● Material to process:
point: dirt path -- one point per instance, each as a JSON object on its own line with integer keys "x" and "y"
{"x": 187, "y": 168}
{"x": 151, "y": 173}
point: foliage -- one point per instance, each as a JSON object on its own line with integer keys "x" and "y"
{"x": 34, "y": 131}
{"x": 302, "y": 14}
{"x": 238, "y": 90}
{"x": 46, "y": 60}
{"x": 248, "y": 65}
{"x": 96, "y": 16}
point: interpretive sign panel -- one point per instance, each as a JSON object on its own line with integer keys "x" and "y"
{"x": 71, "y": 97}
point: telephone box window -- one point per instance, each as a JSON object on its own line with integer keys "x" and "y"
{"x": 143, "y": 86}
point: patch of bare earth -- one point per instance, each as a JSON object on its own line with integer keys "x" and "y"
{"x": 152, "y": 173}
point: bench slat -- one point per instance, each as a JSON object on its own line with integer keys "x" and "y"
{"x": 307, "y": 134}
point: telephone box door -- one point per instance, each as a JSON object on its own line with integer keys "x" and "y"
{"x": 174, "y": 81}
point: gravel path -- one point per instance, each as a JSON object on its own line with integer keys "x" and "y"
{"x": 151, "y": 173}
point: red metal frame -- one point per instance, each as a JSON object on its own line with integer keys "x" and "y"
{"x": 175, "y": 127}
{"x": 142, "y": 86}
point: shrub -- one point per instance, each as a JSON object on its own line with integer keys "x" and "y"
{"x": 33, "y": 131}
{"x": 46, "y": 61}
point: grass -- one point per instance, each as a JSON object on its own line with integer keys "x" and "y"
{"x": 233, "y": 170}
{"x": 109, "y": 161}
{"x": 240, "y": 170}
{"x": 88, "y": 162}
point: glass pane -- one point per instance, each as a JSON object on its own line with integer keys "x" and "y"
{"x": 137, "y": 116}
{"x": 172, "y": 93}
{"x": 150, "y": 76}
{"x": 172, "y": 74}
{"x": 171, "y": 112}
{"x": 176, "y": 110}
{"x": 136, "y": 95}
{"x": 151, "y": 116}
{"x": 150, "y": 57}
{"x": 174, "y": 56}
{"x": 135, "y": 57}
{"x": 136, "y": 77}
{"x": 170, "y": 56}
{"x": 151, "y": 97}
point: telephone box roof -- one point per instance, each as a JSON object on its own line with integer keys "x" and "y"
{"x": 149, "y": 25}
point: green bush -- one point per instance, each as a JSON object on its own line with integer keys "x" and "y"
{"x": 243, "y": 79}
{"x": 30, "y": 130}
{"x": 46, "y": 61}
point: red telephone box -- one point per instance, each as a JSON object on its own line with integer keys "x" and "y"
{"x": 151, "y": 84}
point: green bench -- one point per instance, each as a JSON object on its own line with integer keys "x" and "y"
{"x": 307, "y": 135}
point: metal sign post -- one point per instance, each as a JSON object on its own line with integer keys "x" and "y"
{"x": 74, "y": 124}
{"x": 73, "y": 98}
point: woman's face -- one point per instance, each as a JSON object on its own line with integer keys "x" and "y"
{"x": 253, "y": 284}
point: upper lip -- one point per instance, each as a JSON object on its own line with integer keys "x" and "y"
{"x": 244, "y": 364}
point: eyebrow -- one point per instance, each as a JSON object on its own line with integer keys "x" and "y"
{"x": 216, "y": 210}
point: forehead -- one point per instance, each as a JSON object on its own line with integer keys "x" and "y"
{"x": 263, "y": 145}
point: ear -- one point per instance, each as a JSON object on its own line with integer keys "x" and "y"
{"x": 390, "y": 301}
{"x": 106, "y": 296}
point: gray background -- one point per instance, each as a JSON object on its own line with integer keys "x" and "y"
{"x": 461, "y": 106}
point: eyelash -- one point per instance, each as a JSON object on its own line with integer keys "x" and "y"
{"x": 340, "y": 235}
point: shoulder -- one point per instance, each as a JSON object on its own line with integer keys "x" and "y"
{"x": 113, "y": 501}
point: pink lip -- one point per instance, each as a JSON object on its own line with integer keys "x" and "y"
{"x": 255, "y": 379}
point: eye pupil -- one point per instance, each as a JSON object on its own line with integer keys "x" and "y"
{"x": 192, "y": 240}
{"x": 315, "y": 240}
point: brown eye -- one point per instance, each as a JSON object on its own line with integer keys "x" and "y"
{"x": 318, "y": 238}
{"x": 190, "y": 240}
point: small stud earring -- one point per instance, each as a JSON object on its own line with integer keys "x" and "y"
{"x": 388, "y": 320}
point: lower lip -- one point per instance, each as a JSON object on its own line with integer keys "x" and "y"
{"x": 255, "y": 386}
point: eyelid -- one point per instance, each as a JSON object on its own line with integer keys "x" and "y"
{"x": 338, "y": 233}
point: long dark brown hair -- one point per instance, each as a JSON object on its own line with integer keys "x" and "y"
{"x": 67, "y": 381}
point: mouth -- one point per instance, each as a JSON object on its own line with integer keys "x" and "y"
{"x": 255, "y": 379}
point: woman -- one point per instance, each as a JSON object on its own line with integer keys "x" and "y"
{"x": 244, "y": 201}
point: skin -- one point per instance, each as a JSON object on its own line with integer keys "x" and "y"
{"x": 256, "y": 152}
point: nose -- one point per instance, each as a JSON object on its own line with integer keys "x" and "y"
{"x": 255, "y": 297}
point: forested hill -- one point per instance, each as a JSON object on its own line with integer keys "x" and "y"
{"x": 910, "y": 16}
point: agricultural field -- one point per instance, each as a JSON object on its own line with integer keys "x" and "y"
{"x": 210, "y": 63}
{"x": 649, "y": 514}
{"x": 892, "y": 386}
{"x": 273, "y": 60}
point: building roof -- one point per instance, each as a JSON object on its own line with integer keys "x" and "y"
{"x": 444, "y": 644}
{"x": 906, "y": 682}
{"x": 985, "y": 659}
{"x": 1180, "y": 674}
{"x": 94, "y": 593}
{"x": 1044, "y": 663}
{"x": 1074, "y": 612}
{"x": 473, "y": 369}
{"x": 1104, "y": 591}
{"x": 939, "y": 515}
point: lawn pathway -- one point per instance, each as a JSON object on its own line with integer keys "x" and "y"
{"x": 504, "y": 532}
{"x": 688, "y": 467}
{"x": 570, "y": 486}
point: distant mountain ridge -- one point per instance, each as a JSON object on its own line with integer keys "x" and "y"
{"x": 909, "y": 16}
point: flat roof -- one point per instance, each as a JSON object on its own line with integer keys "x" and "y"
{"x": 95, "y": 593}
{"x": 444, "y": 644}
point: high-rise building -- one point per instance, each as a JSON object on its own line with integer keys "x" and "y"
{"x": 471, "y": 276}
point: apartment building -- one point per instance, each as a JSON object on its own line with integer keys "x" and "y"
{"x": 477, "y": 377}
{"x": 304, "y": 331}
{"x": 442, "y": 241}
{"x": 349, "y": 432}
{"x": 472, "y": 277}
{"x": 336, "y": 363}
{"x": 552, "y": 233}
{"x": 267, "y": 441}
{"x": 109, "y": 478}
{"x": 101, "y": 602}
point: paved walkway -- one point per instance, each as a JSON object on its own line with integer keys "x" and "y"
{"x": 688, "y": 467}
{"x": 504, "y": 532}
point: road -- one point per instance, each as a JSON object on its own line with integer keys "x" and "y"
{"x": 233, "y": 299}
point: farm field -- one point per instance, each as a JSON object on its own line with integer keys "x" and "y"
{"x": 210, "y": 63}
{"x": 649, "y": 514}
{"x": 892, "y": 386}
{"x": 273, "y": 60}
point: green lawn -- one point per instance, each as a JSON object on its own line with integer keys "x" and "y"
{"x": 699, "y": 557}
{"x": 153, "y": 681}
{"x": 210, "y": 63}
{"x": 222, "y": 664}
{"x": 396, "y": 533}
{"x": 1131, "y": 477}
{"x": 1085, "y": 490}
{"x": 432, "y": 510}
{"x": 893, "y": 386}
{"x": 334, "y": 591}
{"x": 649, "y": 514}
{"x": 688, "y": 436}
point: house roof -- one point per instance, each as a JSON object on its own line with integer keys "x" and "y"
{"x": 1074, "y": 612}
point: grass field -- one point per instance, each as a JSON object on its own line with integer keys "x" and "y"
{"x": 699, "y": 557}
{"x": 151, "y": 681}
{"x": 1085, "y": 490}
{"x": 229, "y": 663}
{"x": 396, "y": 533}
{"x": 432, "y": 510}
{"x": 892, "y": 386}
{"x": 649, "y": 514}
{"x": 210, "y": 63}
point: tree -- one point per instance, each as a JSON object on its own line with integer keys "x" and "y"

● Directions for this task: Your answer must be the lines from the one holding "point: road -- one" to the end of the listing above, exactly as written and nothing else.

● Solution for this task:
point: road -- one point per instance, each as a JSON object on its own line with integer keys "x" and "y"
{"x": 233, "y": 299}
point: farm field -- one point per instance, each as a JSON object on its own line with integer keys "x" and "y"
{"x": 210, "y": 63}
{"x": 649, "y": 514}
{"x": 892, "y": 386}
{"x": 273, "y": 60}
point: green lawn -- one point per instance, each as a JSON object on its own line with integer keys "x" and "y"
{"x": 699, "y": 557}
{"x": 153, "y": 681}
{"x": 210, "y": 63}
{"x": 222, "y": 664}
{"x": 396, "y": 533}
{"x": 1131, "y": 477}
{"x": 1085, "y": 490}
{"x": 432, "y": 510}
{"x": 893, "y": 386}
{"x": 334, "y": 591}
{"x": 649, "y": 514}
{"x": 688, "y": 436}
point: house roof -- one point per instance, each as a JSON object on its own line with integer keys "x" and "y"
{"x": 1074, "y": 612}
point: grass field -- one point per instance, each as a JSON object on its own line with integer keys "x" and "y"
{"x": 699, "y": 557}
{"x": 151, "y": 681}
{"x": 1085, "y": 490}
{"x": 229, "y": 663}
{"x": 396, "y": 533}
{"x": 432, "y": 510}
{"x": 892, "y": 386}
{"x": 649, "y": 514}
{"x": 210, "y": 63}
point: tree -- one point per instance, each as a JSON object on its own line with integer keys "x" and "y"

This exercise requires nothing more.